# Angelshop Nähe oder in Rotterdam mit Fliegenfischerbedarf



## EgonEcke (17. Juni 2015)

Hallo,
kennt ihr einen Shop in der Nähe von Rotterdam? Der darf auch gerne westlicher liegen. Mit Flifiangebot wäre optimal.

LG,
e


----------



## Stefan660 (17. Juni 2015)

*AW: Angelshop Nähe oder in Rotterdam mit Fliegenfischerbedarf*

In Rotterdam kenne ich zwei:

*Ahoy Hengelsport
Dordtselaan 130-138
3073 GK Rotterdam*

große Auswahl an Meeresangelzubehör


*Hengelsport Rotterdam*
Sportsingel 17
3078 XS Rotterdam
Nederland


Mehr Süßwasserangelzubehör.

Was die an Fliegenrute/-zubehör habe weiss ich auch nicht.

→ **Aufgeführte Einträge**
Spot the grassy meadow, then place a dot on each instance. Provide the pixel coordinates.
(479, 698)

---

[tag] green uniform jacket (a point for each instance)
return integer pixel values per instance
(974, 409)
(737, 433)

→ **Ziel der Aufgabe**
Greife den Forumsthread über Angelgeschäfte in und um Rotterdam auf und führe ihn im Anschluss an seinen letzten Satz fort. Die Einträge stammen aus einer anderen Quelle als der Text.

→ **Ergebnis der Aufgabe**
Grüße
Stefan


----------



## pl8nl8s (18. Juni 2015)

*AW: Angelshop Nähe oder in Rotterdam mit Fliegenfischerbedarf*

Gude,

also ich weis Ja nicht wo genau Du nächtigen willst aber es gibt auch diesen hier:

Avicentra Hengelsport Oostvoorne 
Goudhoekweg 6
 3233 AM Oostvoorne
Telephone: 0181 – 482411 

diesen hier:

Hengelsport Molenberg
Vondelsingel 41
3202 XE Spijkenisse


diesen hier:

Catfish Hengelsporthuis & Boilieman Hellevoetsluis
Oostzanddijk 12
3221 AL Hellevoetsluis


diesen hier:

Wout van Leeuwen fishing & outdoor
George Stephensonweg 21H
3133 KJ Vlaardingen

Und noch ca. 6 weiter in Rotterdam 2 davon stehen oben :vik:
Ich frage morgen mal einen Freund von mir in der nähe von Oostvorne welcher noch mal auch Fliegen bedarf hat, Ich weis der in Oostvoorne selber hat #6

Mfg


----------



## EgonEcke (18. Juni 2015)

*AW: Angelshop Nähe oder in Rotterdam mit Fliegenfischerbedarf*

Wow super! Danke euch für die Hinweise.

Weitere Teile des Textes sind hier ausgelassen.